TEXTE SOURCE:
^^^^^^^^^^^^^^^^

En résumé, des hommes bienveillans, sous l’impulsion de généreux sentimens, ont voulu se charger à leur égard du rôle de la Providence. Ils ont prodigué leurs faveurs à cette population certainement digne d’intérêt. Mais, en la séparant absolument du reste du monde, ils lui ont créé une existence factice : pas de concurrence, partant, pas d’émulation, pas d’excitation au travail. Le sang ne se renouvelle pas et, comme conséquence finale, cette population tombe dans un état de léthargie qui menace de la conduire à l’hébétement moral et physique. L’expérience philanthropique a mal réussi. Je doute qu’on la renouvelle.


Je sors et je rencontre dans la cour les demoiselles de la maison, mises comme des servantes. Une d’elles fait le beurre, une autre nettoie les étables, la troisième puise de l’eau à la citerne, mais une demi-heure après elles paraissent au déjeuner débarbouillées et transformées en petites bourgeoises. L’heure du départ arrivée, les jeunes filles courent aux champs, attrapent deux chevaux, les enfourchent et les amènent. Ces montures doivent nous transporter, M. Nobbs et moi, à la mission mélanésienne.

Je jette un dernier regard sur la rustique demeure de ces braves cens, qui ne sont ni paysans, ni gentlemen, ni blancs ni noirs, mais qui ont quelque chose de tout cela. A l’ombre de quelques beaux arbres, la maisonnette avec sa vêrandah, son petit jardin rempli de fleurs devant la façade, avec des champs et des pâturages tout autour, ayant vue ici sur la forêt qui commence à quelques pas de l’enclos, là sur une prairie parsemée de bouquets de plus de Norfolk, l’ensemble formé par ce petit manoir paisible, un peu endormi, et par ce paysage essentiellement pastoral, si bien en harmonie avec les habitans, ne s’effacera pas de ma mémoire. Le magistrat est dans sa sphère un homme évidemment supérieur, dans tous les cas supérieur à ses concitoyens. Il a visité Aukland et Sydney et il s’est donné une certaine instruction. Tout ce qu’il dit est marqué au coin du bon sens.

^^^^^^^^^^^^^^^^

DONNÉES:
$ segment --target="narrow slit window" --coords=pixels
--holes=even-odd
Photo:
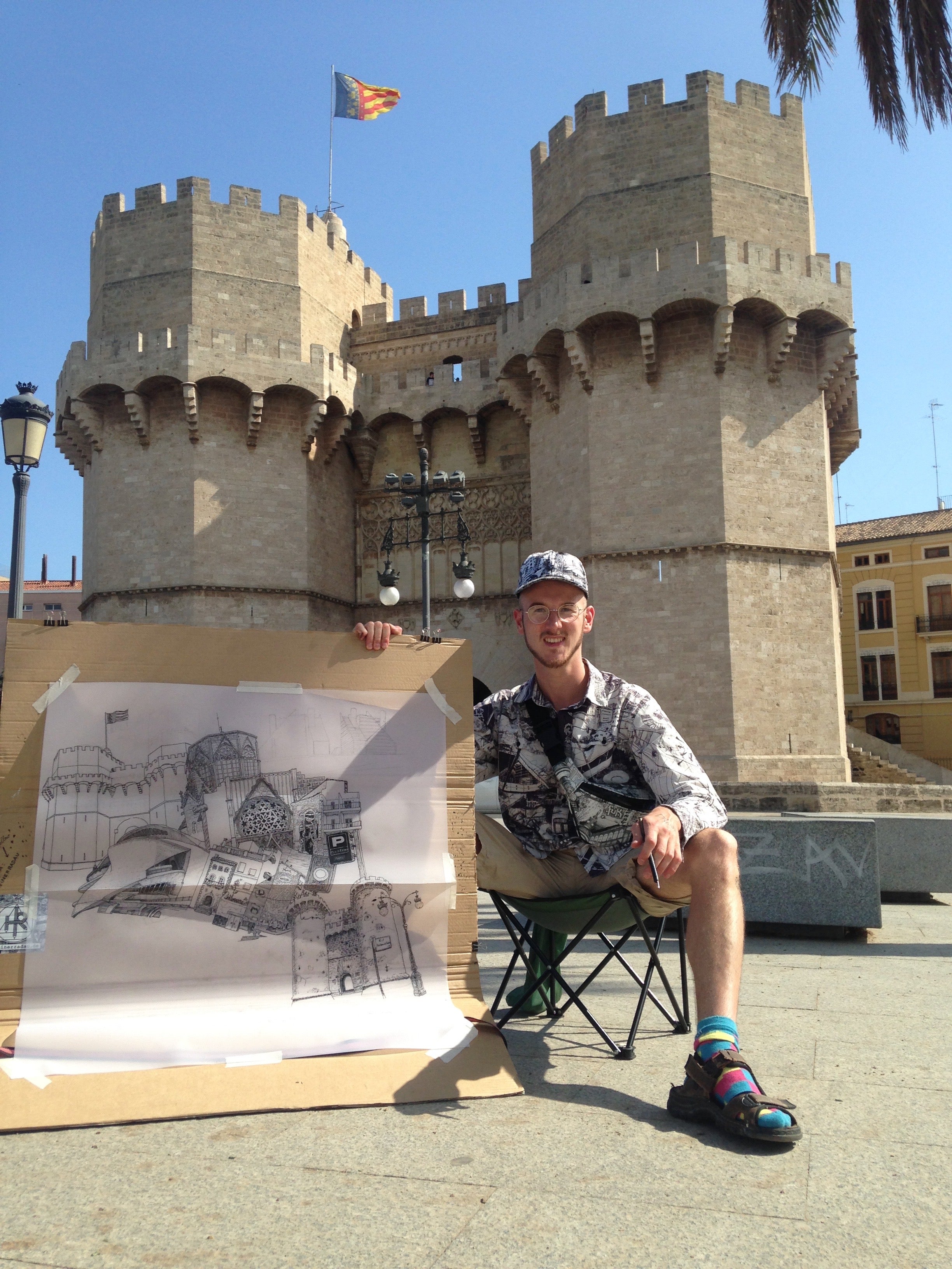
[[[876,624],[881,631],[892,629],[892,591],[876,591]]]
[[[899,690],[896,688],[896,657],[892,652],[885,652],[880,657],[880,688],[882,690],[883,700],[899,699]]]
[[[932,654],[932,694],[952,697],[952,652]]]
[[[856,596],[857,602],[857,624],[861,631],[875,631],[876,629],[876,609],[873,608],[872,591],[861,590]]]
[[[880,671],[875,656],[861,657],[863,670],[863,700],[880,699]]]

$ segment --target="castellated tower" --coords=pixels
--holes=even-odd
[[[500,321],[532,536],[585,558],[592,659],[708,773],[849,779],[830,473],[858,444],[849,268],[815,250],[801,102],[688,76],[532,151],[533,275]]]
[[[532,277],[400,301],[336,216],[207,180],[110,194],[56,443],[85,481],[84,614],[419,631],[419,557],[377,603],[383,476],[467,473],[476,595],[433,619],[527,678],[522,557],[580,555],[590,656],[651,690],[718,782],[849,778],[830,473],[859,439],[849,268],[817,254],[801,102],[722,76],[532,151]]]
[[[531,664],[506,628],[532,548],[528,430],[496,381],[505,287],[401,301],[339,217],[178,181],[103,199],[90,317],[57,383],[56,443],[83,475],[86,619],[347,629],[377,600],[401,513],[387,471],[467,472],[477,602],[433,552],[434,618],[472,637],[493,688]],[[449,505],[449,504],[447,504]],[[396,553],[419,629],[419,552]],[[357,607],[355,607],[357,605]],[[381,612],[382,614],[382,612]],[[392,615],[392,614],[391,614]]]

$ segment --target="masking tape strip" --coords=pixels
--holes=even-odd
[[[235,1057],[226,1057],[226,1066],[273,1066],[284,1060],[283,1052],[277,1048],[273,1053],[237,1053]]]
[[[426,689],[426,695],[430,698],[437,709],[440,711],[440,713],[444,713],[452,723],[459,722],[462,714],[458,714],[456,709],[453,709],[433,679],[426,679],[424,688]]]
[[[449,907],[456,910],[456,860],[448,850],[443,851],[443,881],[449,886]]]
[[[65,670],[56,680],[56,683],[51,683],[47,690],[43,693],[43,695],[37,697],[37,699],[33,702],[33,708],[37,711],[37,713],[42,713],[47,706],[51,706],[61,692],[65,692],[71,683],[76,681],[79,675],[80,675],[80,669],[77,665],[71,665],[69,670]]]
[[[9,1075],[11,1080],[25,1080],[34,1089],[44,1089],[47,1084],[52,1082],[48,1075],[43,1075],[41,1063],[33,1062],[28,1057],[0,1058],[0,1070]]]
[[[242,679],[239,683],[236,692],[273,692],[284,693],[289,697],[300,697],[303,694],[303,688],[300,683],[258,683],[254,679]]]
[[[426,1057],[438,1057],[440,1062],[452,1062],[456,1055],[462,1053],[465,1048],[468,1048],[477,1036],[479,1032],[472,1025],[472,1023],[470,1023],[470,1029],[466,1032],[466,1034],[461,1041],[453,1044],[452,1048],[428,1048]]]

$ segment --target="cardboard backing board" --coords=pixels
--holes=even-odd
[[[38,700],[71,665],[80,683],[300,683],[336,690],[425,692],[435,683],[447,717],[447,832],[457,900],[449,912],[449,992],[477,1023],[451,1061],[387,1051],[284,1061],[272,1066],[188,1066],[55,1076],[43,1089],[0,1074],[0,1132],[260,1110],[433,1101],[522,1093],[480,990],[475,945],[472,664],[462,640],[418,643],[406,636],[367,652],[352,634],[81,622],[10,622],[0,709],[0,895],[22,893],[33,836],[44,716]],[[30,956],[32,953],[25,953]],[[24,954],[0,956],[0,1044],[15,1036]]]

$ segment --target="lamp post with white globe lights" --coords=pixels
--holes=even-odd
[[[53,411],[36,396],[36,383],[18,383],[17,396],[0,405],[4,454],[13,473],[13,544],[10,551],[10,591],[8,617],[23,617],[23,555],[27,542],[27,490],[30,467],[39,466],[46,429]]]
[[[388,472],[383,477],[387,490],[396,494],[402,490],[401,504],[407,509],[406,515],[391,516],[387,532],[381,542],[381,551],[386,555],[383,572],[377,574],[380,581],[380,602],[391,607],[400,602],[397,579],[400,574],[393,569],[391,553],[396,547],[420,548],[420,562],[423,566],[423,585],[420,598],[423,600],[423,629],[420,638],[428,642],[439,642],[439,631],[430,629],[430,544],[433,542],[459,543],[459,562],[453,565],[453,594],[457,599],[470,599],[476,588],[472,575],[476,571],[466,553],[466,543],[470,541],[470,530],[462,516],[459,508],[466,497],[466,473],[461,471],[433,472],[430,476],[429,453],[426,449],[418,450],[420,458],[419,483],[413,472]],[[448,497],[449,508],[432,508],[430,499],[434,494]],[[456,515],[456,524],[452,518]],[[449,530],[447,529],[447,516],[451,518]],[[419,537],[413,536],[414,519],[419,519]]]

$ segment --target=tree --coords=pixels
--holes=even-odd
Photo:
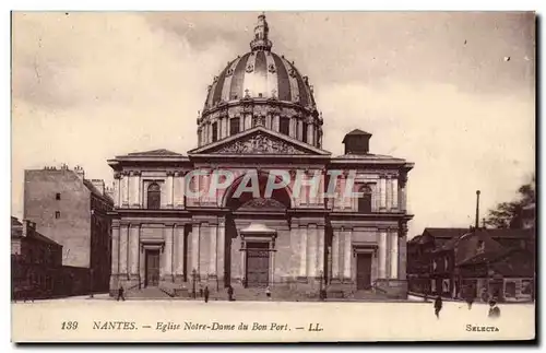
[[[524,209],[534,205],[536,201],[535,176],[518,189],[518,199],[511,202],[501,202],[492,210],[486,220],[486,224],[495,228],[521,228],[523,227]]]

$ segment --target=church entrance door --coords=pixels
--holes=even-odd
[[[247,244],[247,287],[269,285],[270,251],[265,242]]]
[[[371,254],[357,254],[356,258],[356,289],[371,289]]]
[[[144,286],[159,285],[159,250],[146,250]]]

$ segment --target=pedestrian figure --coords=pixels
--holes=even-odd
[[[474,296],[471,293],[466,294],[466,304],[468,304],[468,310],[472,309],[472,304],[474,304]]]
[[[227,297],[229,302],[234,301],[234,287],[232,285],[227,287]]]
[[[435,315],[438,319],[440,318],[441,309],[442,309],[442,297],[438,295],[435,301]]]
[[[126,297],[123,295],[123,286],[120,285],[119,289],[118,289],[118,297],[116,298],[117,302],[119,302],[119,299],[121,298],[121,301],[126,301]]]
[[[500,308],[497,306],[497,302],[495,299],[489,302],[489,314],[488,317],[491,319],[496,319],[500,316]]]

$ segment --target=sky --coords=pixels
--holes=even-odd
[[[198,110],[249,51],[258,12],[16,12],[12,17],[12,215],[26,168],[197,146]],[[524,12],[269,12],[273,51],[314,87],[323,148],[372,133],[415,163],[408,236],[474,223],[535,168],[535,19]],[[485,211],[482,212],[485,216]]]

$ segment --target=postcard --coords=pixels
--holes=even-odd
[[[13,342],[535,340],[534,12],[12,12]]]

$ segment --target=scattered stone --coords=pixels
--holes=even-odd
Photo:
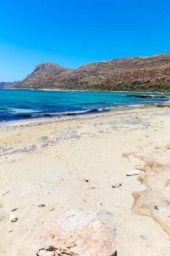
[[[126,176],[135,176],[135,175],[140,175],[141,172],[139,170],[133,170],[131,172],[127,172]]]
[[[119,188],[120,186],[122,186],[122,181],[116,181],[112,185],[112,188]]]
[[[6,194],[7,194],[7,193],[9,193],[9,191],[8,191],[8,192],[6,192],[5,194],[3,194],[3,195],[6,195]]]
[[[45,204],[40,204],[40,205],[38,205],[38,207],[42,207],[42,208],[43,207],[45,207]]]
[[[167,144],[165,146],[165,148],[166,149],[170,149],[170,144]]]
[[[13,214],[12,213],[9,213],[9,220],[11,221],[12,222],[15,222],[17,219],[18,218],[15,215],[14,215],[14,214]]]
[[[156,210],[159,210],[159,209],[156,206],[156,205],[155,205],[154,206],[154,209],[155,209]]]
[[[18,210],[18,208],[15,208],[14,209],[13,209],[13,210],[12,210],[12,212],[14,212],[15,211],[16,211],[17,210]]]
[[[5,212],[0,212],[0,221],[7,221],[9,218],[9,214]]]
[[[113,256],[116,250],[110,230],[97,215],[76,210],[45,226],[33,246],[37,256]]]
[[[17,219],[18,218],[12,213],[7,213],[5,212],[0,212],[0,221],[9,220],[12,222],[15,222]]]
[[[102,205],[102,204],[100,204]],[[99,218],[105,223],[106,226],[110,230],[113,236],[115,237],[116,231],[113,223],[115,221],[114,215],[112,212],[105,210],[101,210],[97,213]]]

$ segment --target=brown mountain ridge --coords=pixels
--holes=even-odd
[[[11,87],[87,91],[170,91],[170,52],[90,63],[76,70],[52,62],[37,66]],[[4,87],[5,88],[5,86]]]

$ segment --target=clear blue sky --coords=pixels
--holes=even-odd
[[[1,1],[0,81],[40,63],[89,62],[170,52],[169,0]]]

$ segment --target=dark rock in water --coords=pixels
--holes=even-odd
[[[167,96],[159,96],[158,95],[134,95],[133,94],[130,94],[129,95],[124,95],[123,97],[135,97],[136,98],[145,98],[150,99],[153,98],[153,99],[169,99],[170,97],[167,97]]]
[[[116,229],[113,224],[115,219],[114,215],[106,210],[101,210],[97,213],[97,217],[105,223],[106,226],[110,230],[114,237],[116,235]]]

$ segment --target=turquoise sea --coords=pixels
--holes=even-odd
[[[122,96],[128,94],[0,90],[0,121],[108,111],[169,101]]]

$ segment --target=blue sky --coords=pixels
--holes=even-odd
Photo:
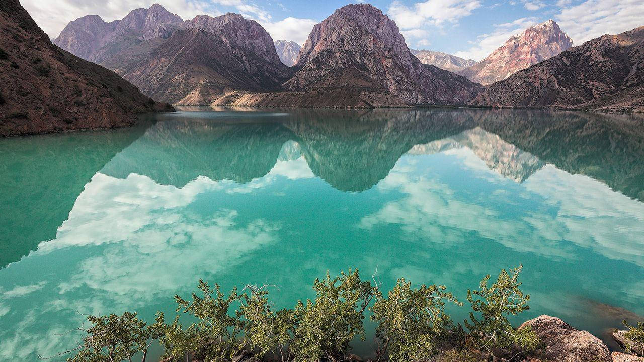
[[[242,14],[257,20],[274,40],[303,44],[313,25],[340,0],[22,0],[53,38],[68,22],[87,14],[120,19],[131,10],[158,3],[184,19],[196,15]],[[354,3],[356,1],[354,1]],[[365,2],[365,1],[360,1]],[[374,0],[396,21],[408,45],[480,61],[513,34],[553,19],[579,45],[604,33],[644,25],[643,0]]]

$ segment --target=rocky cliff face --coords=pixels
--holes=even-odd
[[[602,35],[520,71],[472,104],[644,111],[644,26]]]
[[[0,0],[0,136],[122,127],[136,113],[171,110],[52,44],[17,0]]]
[[[279,60],[288,66],[293,66],[302,47],[294,41],[278,40],[275,41],[275,50]]]
[[[68,24],[53,43],[77,57],[100,63],[113,52],[160,36],[182,21],[158,4],[135,9],[111,23],[97,15],[88,15]]]
[[[569,49],[573,41],[553,20],[531,26],[483,61],[459,72],[473,82],[488,85]]]
[[[75,44],[84,23],[70,23],[57,41]],[[290,75],[257,22],[233,13],[182,21],[155,4],[133,10],[115,30],[84,41],[87,59],[111,69],[146,94],[171,103],[209,104],[231,90],[280,89]],[[90,37],[88,37],[90,39]],[[85,38],[83,38],[85,39]]]
[[[395,23],[367,4],[343,6],[313,28],[284,84],[291,91],[369,90],[407,104],[463,104],[480,85],[424,65]]]
[[[421,63],[436,66],[440,69],[450,71],[458,71],[477,64],[476,61],[464,59],[447,53],[431,50],[415,50],[414,49],[409,50],[412,54],[421,61]]]

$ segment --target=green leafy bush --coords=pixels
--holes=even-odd
[[[370,281],[362,281],[358,271],[332,279],[328,272],[316,279],[314,301],[298,301],[293,311],[295,331],[290,345],[296,359],[303,362],[344,356],[356,336],[365,339],[365,310],[374,296]]]
[[[379,359],[388,353],[395,362],[426,361],[439,351],[442,341],[453,329],[445,313],[445,301],[459,302],[445,287],[424,284],[417,289],[399,279],[386,299],[378,294],[371,318],[378,322],[375,336],[380,348]]]
[[[68,359],[68,362],[131,361],[139,352],[144,352],[145,362],[150,345],[148,340],[156,334],[136,313],[90,316],[87,319],[93,326],[86,330],[87,336],[77,348],[78,354]]]
[[[477,348],[495,356],[511,359],[517,354],[536,349],[540,341],[529,327],[516,329],[512,327],[507,316],[516,316],[530,307],[527,304],[529,294],[524,294],[519,289],[519,273],[522,266],[510,270],[508,273],[501,271],[497,281],[489,287],[488,274],[481,280],[480,289],[468,291],[468,301],[473,312],[480,314],[480,318],[470,312],[471,323],[465,321],[469,330],[470,339]],[[475,299],[474,296],[478,297]],[[516,350],[518,348],[518,350]]]
[[[218,284],[213,289],[200,280],[199,292],[193,293],[189,300],[175,296],[176,312],[196,318],[196,322],[186,327],[177,314],[166,323],[161,312],[150,326],[132,313],[90,316],[88,319],[94,325],[74,350],[78,354],[69,361],[130,361],[134,354],[142,352],[144,361],[154,339],[164,348],[166,361],[229,362],[245,357],[282,362],[343,361],[352,340],[365,339],[365,312],[372,304],[371,318],[377,324],[375,336],[380,345],[379,361],[446,361],[451,357],[475,361],[482,353],[488,357],[512,359],[539,343],[529,329],[515,329],[507,321],[507,315],[528,309],[529,296],[519,289],[520,271],[520,267],[509,273],[502,271],[489,287],[488,275],[480,290],[468,291],[473,312],[471,323],[466,321],[470,332],[467,336],[445,312],[446,303],[462,303],[442,285],[423,284],[413,289],[410,282],[401,278],[385,298],[377,283],[361,280],[357,270],[342,272],[335,278],[327,272],[324,278],[314,282],[314,299],[298,301],[293,309],[276,310],[270,302],[268,285],[248,285],[241,292],[234,288],[225,294]],[[640,334],[632,332],[634,340],[641,335],[641,323],[639,328]],[[435,356],[439,352],[441,356]]]
[[[191,301],[175,296],[178,305],[176,311],[194,316],[199,322],[184,329],[178,316],[172,324],[165,325],[163,314],[157,315],[155,326],[160,331],[166,357],[180,361],[186,355],[194,354],[202,361],[227,361],[240,349],[240,323],[229,315],[231,305],[240,299],[237,289],[226,296],[218,284],[212,289],[200,280],[199,289],[203,297],[193,293]]]
[[[622,323],[628,329],[628,332],[624,334],[624,338],[627,340],[625,350],[644,357],[644,322],[638,322],[637,327],[629,325],[626,321]]]
[[[292,311],[275,311],[269,302],[267,286],[247,285],[250,296],[242,295],[243,303],[236,315],[243,333],[243,348],[252,350],[258,358],[269,353],[279,354],[282,361],[289,360],[286,347],[293,334]]]

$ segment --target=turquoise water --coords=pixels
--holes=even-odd
[[[171,315],[200,278],[292,307],[353,267],[464,301],[522,263],[515,322],[609,341],[644,315],[643,156],[642,117],[527,110],[180,111],[1,139],[0,359],[73,347],[79,313]]]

^^^^^^^^^^^^^^^^

CONSIGNE: Relevez dans le texte source les travaux auxquels les demoiselles de la maison sont occupées dans la cour, avant de paraître au déjeuner.

CORRIGÉ:
- faire le beurre
- nettoyer les étables
- puiser de l'eau à la citerne